A team of UCLA researchers has identified a new gene involved in Parkinson's disease, a finding that may one day provide a target for a new drug to prevent and potentially even cure the debilitating neurological disorder.
Parkinson's disease is the second most common neurodegenerative disorder after Alzheimer's disease, and there is no cure for the progressive and devastating illness. About 60,000 Americans are diagnosed with Parkinson's disease each year. It is estimated that as many as 1 million Americans live with Parkinson's disease, which is more than the number of people diagnosed with multiple sclerosis, muscular dystrophy and Lou Gehrig's disease combined.
In Parkinson's disease, multiple neurons in the brain gradually break down or die. This leads to the movement impairments, such as tremor, rigidity, slowness in movement and difficulty walking, as well as depression, anxiety, sleeping difficulties and dementia, said Dr. Ming Guo, the study team leader, associate professor of neurology and pharmacology and a practicing neurologist at UCLA.

■ Task to carry out ■
Quote the passage from the article on the new Parkinson's gene that begins at the words "Parkinson's disease is" and ends after the words "Gehrig's disease combined.".

■ Dataset excerpts ■
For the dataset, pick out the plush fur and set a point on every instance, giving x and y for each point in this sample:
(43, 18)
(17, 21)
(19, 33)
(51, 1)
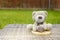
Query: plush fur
(39, 25)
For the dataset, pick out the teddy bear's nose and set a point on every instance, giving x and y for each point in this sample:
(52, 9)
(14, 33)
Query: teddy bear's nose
(39, 17)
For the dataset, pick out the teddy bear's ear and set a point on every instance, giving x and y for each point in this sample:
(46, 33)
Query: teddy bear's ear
(46, 13)
(33, 13)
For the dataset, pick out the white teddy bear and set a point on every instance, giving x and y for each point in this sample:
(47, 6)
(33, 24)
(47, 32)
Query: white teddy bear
(39, 25)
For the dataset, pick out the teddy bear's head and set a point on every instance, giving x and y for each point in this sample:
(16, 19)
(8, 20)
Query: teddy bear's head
(39, 16)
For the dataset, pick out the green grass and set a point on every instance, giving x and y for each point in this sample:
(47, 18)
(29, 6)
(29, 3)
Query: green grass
(25, 17)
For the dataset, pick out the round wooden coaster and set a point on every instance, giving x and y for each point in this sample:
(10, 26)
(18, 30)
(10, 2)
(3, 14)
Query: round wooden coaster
(42, 33)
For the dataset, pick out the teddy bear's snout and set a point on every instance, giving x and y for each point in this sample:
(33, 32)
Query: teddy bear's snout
(40, 17)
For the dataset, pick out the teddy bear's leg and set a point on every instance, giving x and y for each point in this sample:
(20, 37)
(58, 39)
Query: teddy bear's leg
(48, 27)
(29, 27)
(34, 28)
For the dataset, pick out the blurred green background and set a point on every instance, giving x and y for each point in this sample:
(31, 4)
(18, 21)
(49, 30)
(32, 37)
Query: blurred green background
(25, 17)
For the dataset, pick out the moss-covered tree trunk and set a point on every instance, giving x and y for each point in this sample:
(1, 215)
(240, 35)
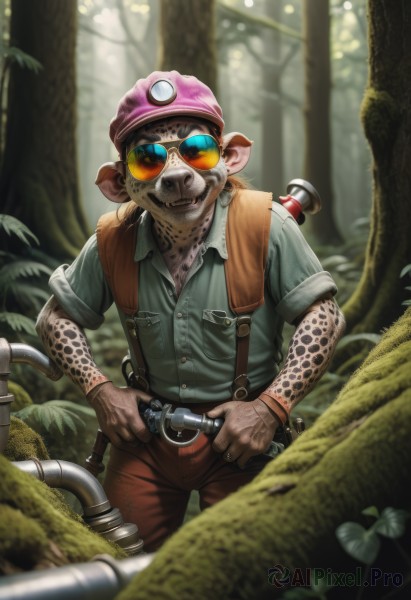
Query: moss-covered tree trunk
(187, 34)
(356, 455)
(38, 182)
(386, 117)
(317, 125)
(272, 160)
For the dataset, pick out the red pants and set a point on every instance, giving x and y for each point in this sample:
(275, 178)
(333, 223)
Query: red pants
(151, 483)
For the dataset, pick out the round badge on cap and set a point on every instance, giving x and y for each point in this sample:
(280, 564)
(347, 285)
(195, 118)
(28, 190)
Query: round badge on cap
(162, 92)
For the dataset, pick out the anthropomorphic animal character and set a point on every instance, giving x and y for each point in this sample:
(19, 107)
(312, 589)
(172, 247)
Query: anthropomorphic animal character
(176, 176)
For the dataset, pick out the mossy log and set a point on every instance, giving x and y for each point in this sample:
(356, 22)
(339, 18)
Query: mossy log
(38, 529)
(356, 455)
(386, 116)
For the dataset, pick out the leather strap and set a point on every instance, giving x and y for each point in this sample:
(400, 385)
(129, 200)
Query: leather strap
(241, 382)
(247, 235)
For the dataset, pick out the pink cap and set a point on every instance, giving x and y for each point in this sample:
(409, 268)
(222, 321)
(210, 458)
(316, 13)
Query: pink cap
(163, 94)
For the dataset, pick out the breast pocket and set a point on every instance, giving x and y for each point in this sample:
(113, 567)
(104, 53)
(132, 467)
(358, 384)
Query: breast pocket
(150, 333)
(219, 334)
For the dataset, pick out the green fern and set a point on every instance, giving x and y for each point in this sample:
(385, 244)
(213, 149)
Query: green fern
(22, 280)
(16, 323)
(12, 54)
(14, 227)
(56, 416)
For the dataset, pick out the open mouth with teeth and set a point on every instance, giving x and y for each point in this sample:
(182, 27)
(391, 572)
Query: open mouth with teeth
(180, 201)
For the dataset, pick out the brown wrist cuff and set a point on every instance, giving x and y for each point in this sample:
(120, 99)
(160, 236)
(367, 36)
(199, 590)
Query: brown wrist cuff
(93, 391)
(280, 413)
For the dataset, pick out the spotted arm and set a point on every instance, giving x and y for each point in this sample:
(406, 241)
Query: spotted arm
(309, 354)
(66, 344)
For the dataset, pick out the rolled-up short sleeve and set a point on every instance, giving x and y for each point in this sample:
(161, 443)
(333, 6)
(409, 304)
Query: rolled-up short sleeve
(296, 278)
(81, 288)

■ Task solution ■
Parkinson's disease is the second most common neurodegenerative disorder after Alzheimer's disease, and there is no cure for the progressive and devastating illness. About 60,000 Americans are diagnosed with Parkinson's disease each year. It is estimated that as many as 1 million Americans live with Parkinson's disease, which is more than the number of people diagnosed with multiple sclerosis, muscular dystrophy and Lou Gehrig's disease combined.